Set task -> Could every line of the data be printed exactly as it reads?

Provided records ->
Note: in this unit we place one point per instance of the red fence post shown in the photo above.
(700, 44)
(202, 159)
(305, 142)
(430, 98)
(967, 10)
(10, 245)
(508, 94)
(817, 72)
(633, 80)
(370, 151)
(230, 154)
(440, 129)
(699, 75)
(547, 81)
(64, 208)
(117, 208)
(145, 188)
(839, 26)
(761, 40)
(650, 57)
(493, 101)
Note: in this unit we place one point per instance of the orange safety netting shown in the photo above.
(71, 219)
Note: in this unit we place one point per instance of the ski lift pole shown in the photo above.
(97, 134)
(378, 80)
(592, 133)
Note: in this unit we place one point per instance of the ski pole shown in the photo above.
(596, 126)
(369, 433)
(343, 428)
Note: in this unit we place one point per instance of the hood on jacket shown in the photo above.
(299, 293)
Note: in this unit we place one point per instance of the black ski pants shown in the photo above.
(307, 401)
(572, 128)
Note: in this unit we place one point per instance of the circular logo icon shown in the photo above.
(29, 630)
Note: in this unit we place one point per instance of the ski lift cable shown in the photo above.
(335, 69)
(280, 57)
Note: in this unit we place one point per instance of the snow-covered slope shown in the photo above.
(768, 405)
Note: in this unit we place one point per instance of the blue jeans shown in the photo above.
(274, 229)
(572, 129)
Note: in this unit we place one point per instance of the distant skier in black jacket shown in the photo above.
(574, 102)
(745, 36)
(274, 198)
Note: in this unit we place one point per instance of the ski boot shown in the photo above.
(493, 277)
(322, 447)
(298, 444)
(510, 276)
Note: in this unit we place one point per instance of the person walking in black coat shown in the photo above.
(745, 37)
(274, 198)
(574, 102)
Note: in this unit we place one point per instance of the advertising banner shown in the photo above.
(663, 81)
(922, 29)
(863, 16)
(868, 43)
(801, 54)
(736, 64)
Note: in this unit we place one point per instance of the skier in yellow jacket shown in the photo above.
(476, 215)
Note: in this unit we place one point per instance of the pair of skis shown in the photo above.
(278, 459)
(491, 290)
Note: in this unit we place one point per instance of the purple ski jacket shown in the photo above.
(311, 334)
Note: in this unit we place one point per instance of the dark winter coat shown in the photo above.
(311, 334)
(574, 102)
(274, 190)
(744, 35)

Problem solution ->
Note: in this unit we place one point per instance of the red fence post shown in the photo above.
(700, 44)
(202, 159)
(305, 142)
(430, 98)
(967, 10)
(10, 245)
(508, 94)
(817, 72)
(633, 80)
(370, 151)
(230, 154)
(440, 129)
(699, 75)
(547, 81)
(64, 208)
(117, 208)
(145, 188)
(839, 26)
(761, 40)
(650, 57)
(493, 101)
Note: in this unit we place one point per instance of the orange safety netting shown in the photo above.
(71, 219)
Note: in this unit we place one point per instance of the ski lift pole shown in the photo above.
(97, 134)
(378, 80)
(592, 133)
Note: in this unit we place one point per instance of the ski pole shown in the photo above.
(596, 126)
(369, 433)
(343, 428)
Note: in this unit we place one point per instance of the hood on jacket shown in the photo above.
(299, 293)
Note: in this unit we place one point per instance of the black ski pants shown in the photo above.
(307, 401)
(572, 128)
Note: in this unit we place one point per instance of the circular logo icon shown in the photo above.
(29, 630)
Note: in this unit we place one point per instance of the ski lift cable shown in the photo above.
(335, 69)
(280, 57)
Note: in this unit we place one point per instance of the snow-covered slope shown in the photo above.
(768, 405)
Note: in this unit we place one point per instance of the blue jeans shown in the photo above.
(274, 229)
(572, 129)
Note: in this unit we place one point per instance of the distant skier in black jacket shown in the photo above.
(574, 102)
(745, 36)
(274, 198)
Note: in this unit we place one point per instance of the ski boot shown in the photo above.
(493, 277)
(322, 447)
(298, 444)
(510, 276)
Note: in this unit we place one point per instance of the person walking in black coat shown in the photo above.
(745, 37)
(274, 198)
(574, 102)
Note: in this unit we place one point per instance of the advertising banner shown in the photo above.
(663, 81)
(922, 29)
(863, 16)
(868, 43)
(801, 54)
(736, 64)
Note: in this unit we place one point per instance of the skier in yellow jacket shown in the photo above.
(476, 215)
Note: in this unit we place one point per instance of the pair of skis shown in the photo above.
(278, 459)
(491, 290)
Note: in this unit we place one point per instance of the purple ski jacket shown in the photo above.
(311, 334)
Note: in this unit we place one point per instance of the dark winter coat shown in the photo above.
(311, 334)
(574, 102)
(274, 190)
(744, 35)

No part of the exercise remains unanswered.